The reason I asked, is that people that haven't done all the steps
below that you outlined.    If they lose the db an don't have the .bsr
files  or have the db itself backed up then they will have an
interesting time at recovery.


Bacula is great, but requires much more setup work than other non-database
backed programs if your using it for DR.

Lee


----- Original Message -----
> From: bergman@merctech.com
> To: "Philadelphia Linux User's Group Discussion List" <plug@lists.phillylinux.org>
> Sent: Wednesday, 25 July, 2012 1:05:48 PM
> Subject: Re: [PLUG] Backup drive filling up
> 
> In the message dated: Wed, 25 Jul 2012 17:52:21 BST,
> The pithy ruminations from Lee Marzke on
> <Re: [PLUG] Backup drive filling up> were:
> => Just curious,  if the db behind Bacula goes down or the director
> how do you handle that?
> =>
> 
> Um, you fix the problem & bring up the db or the director. :)
> 
> Did you have a specific question?

# # #

## GIVEN EXERCISE
Can you repeat the Bacula email word for word, starting with "----- Original Message" and going on through "the director. :)"? You won't need the records for this.

## SUPPLIED ENTRIES
# # #

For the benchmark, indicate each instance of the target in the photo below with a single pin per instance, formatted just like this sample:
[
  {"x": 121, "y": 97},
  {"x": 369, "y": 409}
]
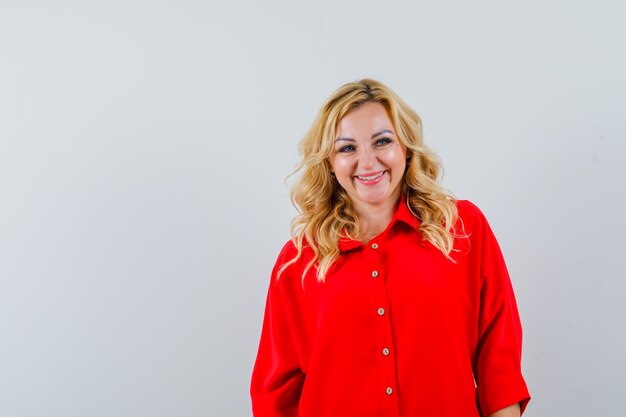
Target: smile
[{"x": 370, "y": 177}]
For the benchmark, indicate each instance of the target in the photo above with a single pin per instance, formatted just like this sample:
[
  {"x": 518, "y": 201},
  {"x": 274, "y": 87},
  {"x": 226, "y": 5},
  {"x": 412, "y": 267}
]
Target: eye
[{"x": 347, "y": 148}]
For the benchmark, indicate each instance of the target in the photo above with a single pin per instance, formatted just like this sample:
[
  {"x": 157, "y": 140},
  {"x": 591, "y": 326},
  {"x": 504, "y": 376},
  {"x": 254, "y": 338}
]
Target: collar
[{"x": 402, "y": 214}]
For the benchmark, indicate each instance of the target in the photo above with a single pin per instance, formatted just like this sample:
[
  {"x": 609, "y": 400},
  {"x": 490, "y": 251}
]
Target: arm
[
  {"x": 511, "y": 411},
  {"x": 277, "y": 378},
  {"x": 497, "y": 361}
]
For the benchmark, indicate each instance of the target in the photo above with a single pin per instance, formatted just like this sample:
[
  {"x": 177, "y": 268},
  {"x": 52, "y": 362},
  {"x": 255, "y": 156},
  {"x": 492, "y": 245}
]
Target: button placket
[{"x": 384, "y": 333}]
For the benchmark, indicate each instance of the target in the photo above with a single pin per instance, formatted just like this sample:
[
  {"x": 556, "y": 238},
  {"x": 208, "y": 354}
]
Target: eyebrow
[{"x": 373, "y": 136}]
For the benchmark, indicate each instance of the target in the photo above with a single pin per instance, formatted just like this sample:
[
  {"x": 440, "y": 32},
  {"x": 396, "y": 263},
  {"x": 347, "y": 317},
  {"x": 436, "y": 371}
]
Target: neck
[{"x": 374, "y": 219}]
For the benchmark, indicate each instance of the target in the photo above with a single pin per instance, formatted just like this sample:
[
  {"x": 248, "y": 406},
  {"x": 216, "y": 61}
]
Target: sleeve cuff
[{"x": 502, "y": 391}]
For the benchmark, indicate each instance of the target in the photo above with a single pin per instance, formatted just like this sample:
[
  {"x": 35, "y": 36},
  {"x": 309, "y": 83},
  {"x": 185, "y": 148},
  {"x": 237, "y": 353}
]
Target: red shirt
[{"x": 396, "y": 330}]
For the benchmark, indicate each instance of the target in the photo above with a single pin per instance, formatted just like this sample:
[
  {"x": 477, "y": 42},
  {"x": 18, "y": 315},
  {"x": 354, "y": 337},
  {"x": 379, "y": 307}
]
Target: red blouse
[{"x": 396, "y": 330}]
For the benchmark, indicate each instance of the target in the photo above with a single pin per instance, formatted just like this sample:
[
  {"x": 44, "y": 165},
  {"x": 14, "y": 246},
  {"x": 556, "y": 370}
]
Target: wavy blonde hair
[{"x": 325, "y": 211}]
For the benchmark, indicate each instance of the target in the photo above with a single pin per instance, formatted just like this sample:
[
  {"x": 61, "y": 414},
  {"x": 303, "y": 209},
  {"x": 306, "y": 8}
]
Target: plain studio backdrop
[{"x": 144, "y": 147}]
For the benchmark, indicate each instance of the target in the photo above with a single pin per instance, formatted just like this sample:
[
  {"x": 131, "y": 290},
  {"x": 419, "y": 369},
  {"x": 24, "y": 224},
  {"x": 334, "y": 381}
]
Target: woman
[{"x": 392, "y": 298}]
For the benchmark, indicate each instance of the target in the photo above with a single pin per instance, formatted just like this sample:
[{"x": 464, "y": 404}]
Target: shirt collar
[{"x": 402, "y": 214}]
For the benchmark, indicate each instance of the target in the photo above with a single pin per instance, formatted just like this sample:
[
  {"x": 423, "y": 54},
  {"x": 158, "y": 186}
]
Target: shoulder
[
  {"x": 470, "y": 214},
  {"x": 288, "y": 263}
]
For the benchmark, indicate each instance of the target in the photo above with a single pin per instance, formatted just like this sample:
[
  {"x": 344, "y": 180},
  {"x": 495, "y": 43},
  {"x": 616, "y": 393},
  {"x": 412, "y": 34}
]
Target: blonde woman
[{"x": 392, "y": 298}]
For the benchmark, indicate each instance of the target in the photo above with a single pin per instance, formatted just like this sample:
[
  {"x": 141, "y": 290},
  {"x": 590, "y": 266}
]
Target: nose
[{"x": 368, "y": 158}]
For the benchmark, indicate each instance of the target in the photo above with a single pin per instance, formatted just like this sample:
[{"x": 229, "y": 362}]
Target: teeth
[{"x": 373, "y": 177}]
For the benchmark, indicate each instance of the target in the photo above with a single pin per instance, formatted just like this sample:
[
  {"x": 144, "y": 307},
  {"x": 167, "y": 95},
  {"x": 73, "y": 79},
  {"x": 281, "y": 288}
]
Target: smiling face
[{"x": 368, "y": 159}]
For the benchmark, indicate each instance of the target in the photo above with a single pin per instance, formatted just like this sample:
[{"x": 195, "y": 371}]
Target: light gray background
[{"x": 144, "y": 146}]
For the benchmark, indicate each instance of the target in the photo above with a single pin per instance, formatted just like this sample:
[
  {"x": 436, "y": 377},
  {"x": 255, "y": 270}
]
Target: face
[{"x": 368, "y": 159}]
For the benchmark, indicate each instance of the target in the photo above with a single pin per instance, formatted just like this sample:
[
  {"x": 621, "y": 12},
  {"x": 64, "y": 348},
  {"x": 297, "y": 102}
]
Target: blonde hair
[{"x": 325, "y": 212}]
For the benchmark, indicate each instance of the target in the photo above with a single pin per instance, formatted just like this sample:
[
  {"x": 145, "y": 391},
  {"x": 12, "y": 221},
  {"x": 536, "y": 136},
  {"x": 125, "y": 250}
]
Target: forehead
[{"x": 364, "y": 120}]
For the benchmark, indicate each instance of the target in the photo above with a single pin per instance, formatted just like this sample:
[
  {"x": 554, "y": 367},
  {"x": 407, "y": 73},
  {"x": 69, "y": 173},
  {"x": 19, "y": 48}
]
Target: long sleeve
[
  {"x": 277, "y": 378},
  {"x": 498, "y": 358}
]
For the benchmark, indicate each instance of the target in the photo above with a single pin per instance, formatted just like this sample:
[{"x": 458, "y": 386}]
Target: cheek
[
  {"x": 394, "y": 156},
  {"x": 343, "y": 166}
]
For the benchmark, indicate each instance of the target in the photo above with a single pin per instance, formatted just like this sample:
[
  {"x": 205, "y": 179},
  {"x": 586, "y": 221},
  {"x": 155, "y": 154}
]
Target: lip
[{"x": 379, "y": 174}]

# # #

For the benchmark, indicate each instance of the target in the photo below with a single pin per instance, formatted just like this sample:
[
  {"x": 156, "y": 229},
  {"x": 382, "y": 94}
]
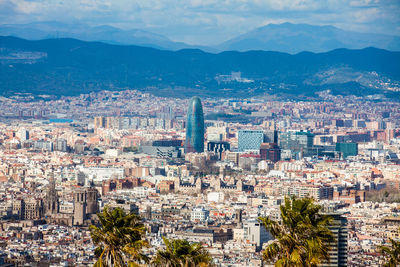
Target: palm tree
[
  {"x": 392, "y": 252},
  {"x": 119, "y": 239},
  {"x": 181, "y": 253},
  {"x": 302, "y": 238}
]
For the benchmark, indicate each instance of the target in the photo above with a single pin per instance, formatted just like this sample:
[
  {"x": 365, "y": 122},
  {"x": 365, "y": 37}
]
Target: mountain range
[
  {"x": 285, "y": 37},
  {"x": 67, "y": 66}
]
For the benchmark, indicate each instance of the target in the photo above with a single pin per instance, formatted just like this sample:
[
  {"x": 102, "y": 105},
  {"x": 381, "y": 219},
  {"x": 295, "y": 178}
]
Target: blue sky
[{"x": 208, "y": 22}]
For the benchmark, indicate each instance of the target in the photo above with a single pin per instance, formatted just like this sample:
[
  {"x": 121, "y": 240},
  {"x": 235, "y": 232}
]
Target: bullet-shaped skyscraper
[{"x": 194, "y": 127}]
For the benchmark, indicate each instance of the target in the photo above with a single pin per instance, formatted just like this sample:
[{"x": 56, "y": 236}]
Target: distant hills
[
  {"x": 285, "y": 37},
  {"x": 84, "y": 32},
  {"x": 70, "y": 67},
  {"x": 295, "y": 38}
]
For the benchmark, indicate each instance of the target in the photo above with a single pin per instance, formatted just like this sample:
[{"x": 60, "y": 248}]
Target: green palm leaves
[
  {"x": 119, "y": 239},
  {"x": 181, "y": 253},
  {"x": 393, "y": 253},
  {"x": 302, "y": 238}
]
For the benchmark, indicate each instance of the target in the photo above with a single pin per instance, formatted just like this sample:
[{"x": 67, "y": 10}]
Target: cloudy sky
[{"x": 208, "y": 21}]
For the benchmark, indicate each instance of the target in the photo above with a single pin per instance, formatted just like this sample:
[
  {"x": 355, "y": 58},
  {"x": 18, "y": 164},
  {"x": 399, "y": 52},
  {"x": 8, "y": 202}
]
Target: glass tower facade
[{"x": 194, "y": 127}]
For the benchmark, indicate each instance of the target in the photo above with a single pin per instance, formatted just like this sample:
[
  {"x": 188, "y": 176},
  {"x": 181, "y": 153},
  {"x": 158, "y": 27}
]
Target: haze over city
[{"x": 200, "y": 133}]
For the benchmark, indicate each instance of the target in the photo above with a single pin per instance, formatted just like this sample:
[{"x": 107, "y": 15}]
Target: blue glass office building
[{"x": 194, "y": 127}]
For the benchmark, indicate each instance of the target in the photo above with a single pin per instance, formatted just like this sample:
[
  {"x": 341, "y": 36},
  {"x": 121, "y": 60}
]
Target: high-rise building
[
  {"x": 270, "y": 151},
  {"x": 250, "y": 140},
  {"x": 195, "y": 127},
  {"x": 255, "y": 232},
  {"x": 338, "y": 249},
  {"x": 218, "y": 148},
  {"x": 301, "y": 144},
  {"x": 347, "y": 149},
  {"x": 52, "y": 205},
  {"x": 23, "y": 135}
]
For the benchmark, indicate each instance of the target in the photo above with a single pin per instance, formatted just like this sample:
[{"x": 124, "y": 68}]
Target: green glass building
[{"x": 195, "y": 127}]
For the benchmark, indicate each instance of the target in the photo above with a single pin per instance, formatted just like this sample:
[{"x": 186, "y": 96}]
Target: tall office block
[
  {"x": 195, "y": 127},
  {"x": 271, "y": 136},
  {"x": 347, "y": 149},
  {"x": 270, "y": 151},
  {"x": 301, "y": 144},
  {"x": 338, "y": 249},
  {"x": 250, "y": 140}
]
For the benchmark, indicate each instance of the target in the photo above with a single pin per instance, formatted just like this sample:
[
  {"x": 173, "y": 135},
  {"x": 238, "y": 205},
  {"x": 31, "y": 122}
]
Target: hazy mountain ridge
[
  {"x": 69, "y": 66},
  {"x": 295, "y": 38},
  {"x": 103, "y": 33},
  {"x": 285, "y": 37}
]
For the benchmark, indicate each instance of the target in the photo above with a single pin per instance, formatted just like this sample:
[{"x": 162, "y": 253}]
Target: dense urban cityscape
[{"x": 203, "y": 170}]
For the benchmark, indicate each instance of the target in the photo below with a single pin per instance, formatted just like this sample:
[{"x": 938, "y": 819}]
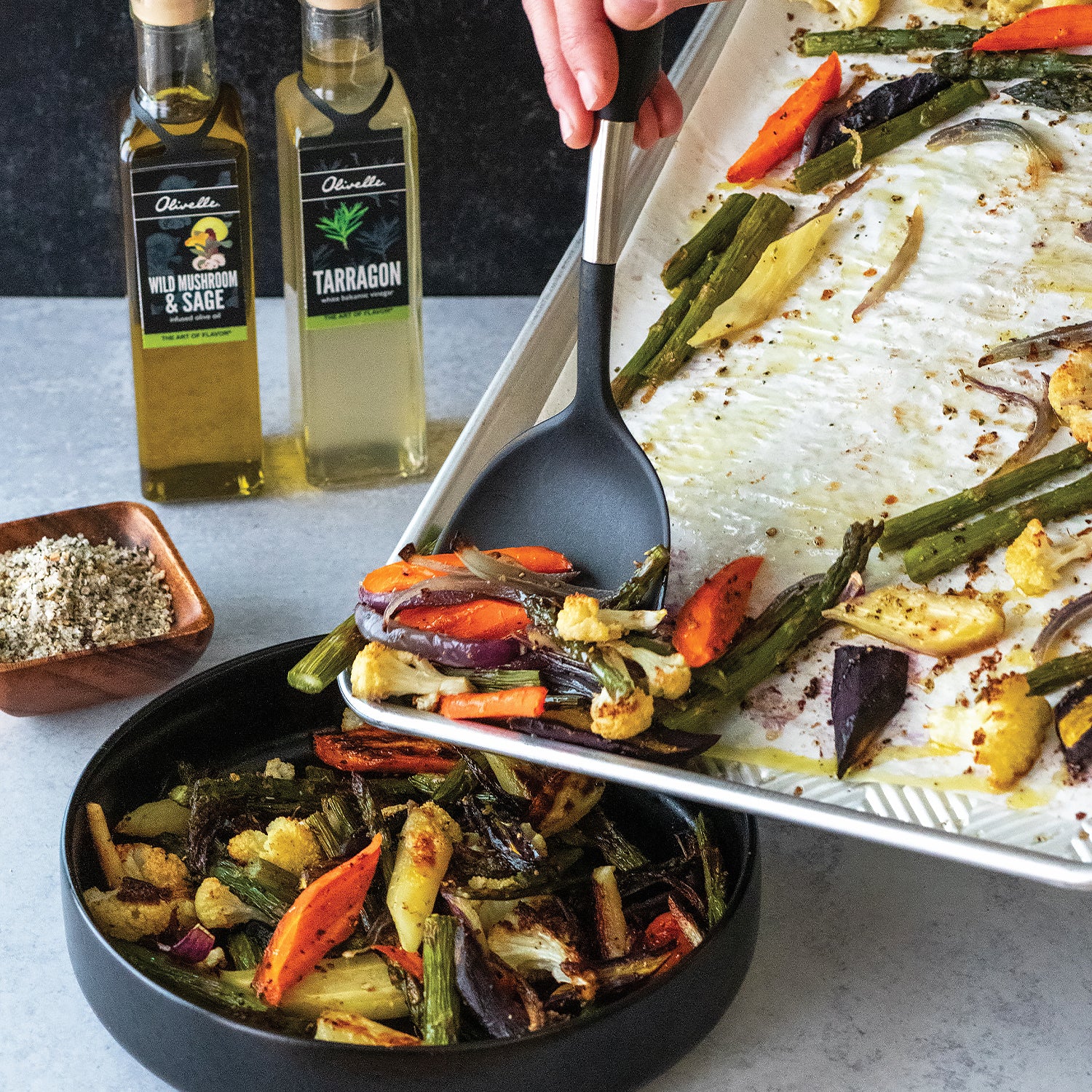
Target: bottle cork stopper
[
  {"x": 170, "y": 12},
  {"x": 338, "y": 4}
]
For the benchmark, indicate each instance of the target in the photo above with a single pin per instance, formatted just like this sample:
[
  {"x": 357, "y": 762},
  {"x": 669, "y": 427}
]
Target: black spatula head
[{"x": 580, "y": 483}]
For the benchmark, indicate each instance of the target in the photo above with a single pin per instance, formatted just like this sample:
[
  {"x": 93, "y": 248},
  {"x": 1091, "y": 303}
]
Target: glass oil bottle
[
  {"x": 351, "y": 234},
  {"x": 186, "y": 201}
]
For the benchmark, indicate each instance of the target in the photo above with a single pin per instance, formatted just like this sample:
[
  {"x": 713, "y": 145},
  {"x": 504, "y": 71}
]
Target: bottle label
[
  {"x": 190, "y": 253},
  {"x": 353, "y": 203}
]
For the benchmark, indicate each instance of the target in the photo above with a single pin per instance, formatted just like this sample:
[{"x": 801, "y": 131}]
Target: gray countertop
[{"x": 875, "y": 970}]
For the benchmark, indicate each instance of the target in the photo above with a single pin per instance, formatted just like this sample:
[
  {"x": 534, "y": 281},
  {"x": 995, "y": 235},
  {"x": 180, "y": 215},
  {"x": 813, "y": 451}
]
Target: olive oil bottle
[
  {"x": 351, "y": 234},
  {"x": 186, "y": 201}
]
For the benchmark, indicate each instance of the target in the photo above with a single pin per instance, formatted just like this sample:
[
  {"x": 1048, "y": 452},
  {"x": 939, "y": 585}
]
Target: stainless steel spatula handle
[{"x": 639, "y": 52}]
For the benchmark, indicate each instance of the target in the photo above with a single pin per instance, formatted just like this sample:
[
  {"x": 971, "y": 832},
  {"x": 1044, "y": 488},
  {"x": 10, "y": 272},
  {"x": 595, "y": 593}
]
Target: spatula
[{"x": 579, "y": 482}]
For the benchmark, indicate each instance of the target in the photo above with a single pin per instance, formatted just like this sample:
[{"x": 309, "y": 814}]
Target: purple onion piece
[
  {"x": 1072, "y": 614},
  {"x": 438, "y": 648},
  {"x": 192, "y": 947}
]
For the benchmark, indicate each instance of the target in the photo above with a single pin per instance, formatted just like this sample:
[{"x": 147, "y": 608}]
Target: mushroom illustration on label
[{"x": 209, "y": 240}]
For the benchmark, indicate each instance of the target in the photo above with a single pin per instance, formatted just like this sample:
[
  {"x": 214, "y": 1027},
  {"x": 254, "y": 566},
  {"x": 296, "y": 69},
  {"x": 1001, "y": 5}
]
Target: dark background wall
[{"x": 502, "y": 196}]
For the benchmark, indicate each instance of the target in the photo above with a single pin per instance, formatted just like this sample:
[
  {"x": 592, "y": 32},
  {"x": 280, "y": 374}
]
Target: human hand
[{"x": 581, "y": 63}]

# # #

## FULL RESPONSE
----- Original Message -----
> From: bergman@merctech.com
> To: "Philadelphia Linux User's Group Discussion List" <plug@lists.phillylinux.org>
> Sent: Wednesday, 25 July, 2012 1:05:48 PM
> Subject: Re: [PLUG] Backup drive filling up
> 
> In the message dated: Wed, 25 Jul 2012 17:52:21 BST,
> The pithy ruminations from Lee Marzke on
> <Re: [PLUG] Backup drive filling up> were:
> => Just curious,  if the db behind Bacula goes down or the director
> how do you handle that?
> =>
> 
> Um, you fix the problem & bring up the db or the director. :)